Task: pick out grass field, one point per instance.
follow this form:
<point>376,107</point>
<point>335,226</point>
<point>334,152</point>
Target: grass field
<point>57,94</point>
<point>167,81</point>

----

### What needs to be done
Reproduce every line of the records above in full, requests included, and offset each point coordinate in the answers by adding 127 to it. Leave the numbers in the requests and in their sample format unchanged.

### Result for this task
Task: pick out grass field, one point per instance.
follow this form:
<point>376,107</point>
<point>335,226</point>
<point>334,152</point>
Target: grass field
<point>184,221</point>
<point>294,208</point>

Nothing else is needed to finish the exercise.